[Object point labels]
-- -- --

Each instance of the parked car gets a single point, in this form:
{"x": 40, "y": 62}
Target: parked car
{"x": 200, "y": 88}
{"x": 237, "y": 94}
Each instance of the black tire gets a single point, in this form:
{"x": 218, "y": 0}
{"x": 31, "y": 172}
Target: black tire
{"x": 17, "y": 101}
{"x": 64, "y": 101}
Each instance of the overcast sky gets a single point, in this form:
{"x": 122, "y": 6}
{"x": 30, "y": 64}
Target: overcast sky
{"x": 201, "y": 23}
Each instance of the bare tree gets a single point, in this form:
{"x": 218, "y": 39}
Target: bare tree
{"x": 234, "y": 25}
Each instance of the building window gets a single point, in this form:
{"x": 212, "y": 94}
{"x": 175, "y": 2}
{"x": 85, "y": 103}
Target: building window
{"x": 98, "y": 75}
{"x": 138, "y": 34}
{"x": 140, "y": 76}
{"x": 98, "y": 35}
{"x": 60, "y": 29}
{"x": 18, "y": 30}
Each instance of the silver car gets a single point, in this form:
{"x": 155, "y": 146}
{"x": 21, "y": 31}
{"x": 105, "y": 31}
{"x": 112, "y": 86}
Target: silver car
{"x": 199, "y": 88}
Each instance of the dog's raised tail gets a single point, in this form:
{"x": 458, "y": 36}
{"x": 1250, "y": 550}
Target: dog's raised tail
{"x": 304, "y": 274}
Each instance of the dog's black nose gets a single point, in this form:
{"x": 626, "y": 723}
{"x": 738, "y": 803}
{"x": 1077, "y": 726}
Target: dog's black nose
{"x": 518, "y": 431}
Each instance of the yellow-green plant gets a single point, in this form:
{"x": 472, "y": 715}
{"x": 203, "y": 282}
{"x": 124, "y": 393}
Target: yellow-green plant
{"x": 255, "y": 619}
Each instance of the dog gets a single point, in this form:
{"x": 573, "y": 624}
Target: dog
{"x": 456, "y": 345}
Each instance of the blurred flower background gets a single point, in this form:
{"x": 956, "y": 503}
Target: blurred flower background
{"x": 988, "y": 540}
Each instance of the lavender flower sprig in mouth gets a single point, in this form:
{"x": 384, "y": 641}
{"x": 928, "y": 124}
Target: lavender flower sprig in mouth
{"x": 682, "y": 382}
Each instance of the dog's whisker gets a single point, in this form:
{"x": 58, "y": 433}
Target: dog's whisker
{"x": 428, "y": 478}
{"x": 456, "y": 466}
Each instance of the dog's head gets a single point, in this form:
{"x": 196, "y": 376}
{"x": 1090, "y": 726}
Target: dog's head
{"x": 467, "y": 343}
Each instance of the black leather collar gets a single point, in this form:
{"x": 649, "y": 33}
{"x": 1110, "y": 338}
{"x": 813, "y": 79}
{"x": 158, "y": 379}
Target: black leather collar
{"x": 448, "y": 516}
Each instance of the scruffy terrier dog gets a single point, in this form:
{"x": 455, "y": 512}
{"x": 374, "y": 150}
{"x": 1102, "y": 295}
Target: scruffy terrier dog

-- -- --

» GIVEN PROBLEM:
Could you put every line of the items above into a numbered list, leaving out any blank lines?

» CORRECT ANSWER:
1. Each instance of the parked car gets a single point, in this form:
2. {"x": 40, "y": 62}
3. Target: parked car
4. {"x": 200, "y": 88}
5. {"x": 237, "y": 94}
6. Each instance of the black tire gets a single point, in this form:
7. {"x": 218, "y": 0}
8. {"x": 31, "y": 172}
9. Target: black tire
10. {"x": 17, "y": 101}
11. {"x": 64, "y": 101}
12. Each instance of the overcast sky gets a single point, in this form:
13. {"x": 122, "y": 6}
14. {"x": 30, "y": 64}
15. Target: overcast sky
16. {"x": 201, "y": 23}
17. Each instance of the bare tree gets a single point, in this form:
18. {"x": 218, "y": 39}
19. Target: bare tree
20. {"x": 234, "y": 25}
21. Each instance of the building window gets a single point, in this form:
22. {"x": 212, "y": 94}
23. {"x": 175, "y": 2}
24. {"x": 85, "y": 103}
25. Target: building window
26. {"x": 98, "y": 75}
27. {"x": 138, "y": 34}
28. {"x": 140, "y": 76}
29. {"x": 98, "y": 35}
30. {"x": 60, "y": 29}
31. {"x": 18, "y": 30}
32. Each instance of the silver car gets a single point, in this form:
33. {"x": 155, "y": 146}
34. {"x": 21, "y": 31}
35. {"x": 105, "y": 31}
36. {"x": 112, "y": 86}
37. Target: silver car
38. {"x": 199, "y": 88}
39. Each instance of the dog's raised tail gets a single point, in this form:
40. {"x": 458, "y": 36}
41. {"x": 1250, "y": 550}
42. Target: dog's raised tail
43. {"x": 304, "y": 274}
44. Each instance of the dog's black nose gets a single point, in this form:
45. {"x": 626, "y": 723}
46. {"x": 738, "y": 803}
47. {"x": 1077, "y": 726}
48. Target: dog's black nose
49. {"x": 518, "y": 431}
50. Each instance of the yellow-green plant gets a single point, in this form:
51. {"x": 472, "y": 715}
52. {"x": 203, "y": 282}
53. {"x": 124, "y": 393}
54. Target: yellow-green plant
55. {"x": 255, "y": 619}
56. Each instance of the dog gets a single point, in this form:
57. {"x": 573, "y": 624}
58. Target: dog
59. {"x": 456, "y": 345}
60. Each instance of the blurred flower background gets a single point, in this form:
61. {"x": 956, "y": 503}
62. Target: blurred flower background
63. {"x": 988, "y": 540}
64. Each instance of the lavender flower sprig in mouth gets a single point, in this form:
65. {"x": 384, "y": 641}
66. {"x": 928, "y": 124}
67. Target: lavender flower sprig in mouth
68. {"x": 682, "y": 382}
69. Each instance of the dog's whisker gets a single point, in this form:
70. {"x": 58, "y": 433}
71. Target: dog's whisker
72. {"x": 428, "y": 478}
73. {"x": 456, "y": 466}
74. Each instance of the dog's head gets a single point, in this form:
75. {"x": 196, "y": 376}
76. {"x": 1090, "y": 726}
77. Target: dog's head
78. {"x": 467, "y": 343}
79. Each instance of the black leather collar gets a single point, in this form:
80. {"x": 649, "y": 33}
81. {"x": 1110, "y": 338}
82. {"x": 813, "y": 79}
83. {"x": 158, "y": 379}
84. Target: black leather collar
85. {"x": 448, "y": 516}
86. Each instance of the scruffy terrier dog gets a single point, in this form:
87. {"x": 455, "y": 512}
88. {"x": 374, "y": 150}
89. {"x": 1102, "y": 295}
90. Target: scruffy terrier dog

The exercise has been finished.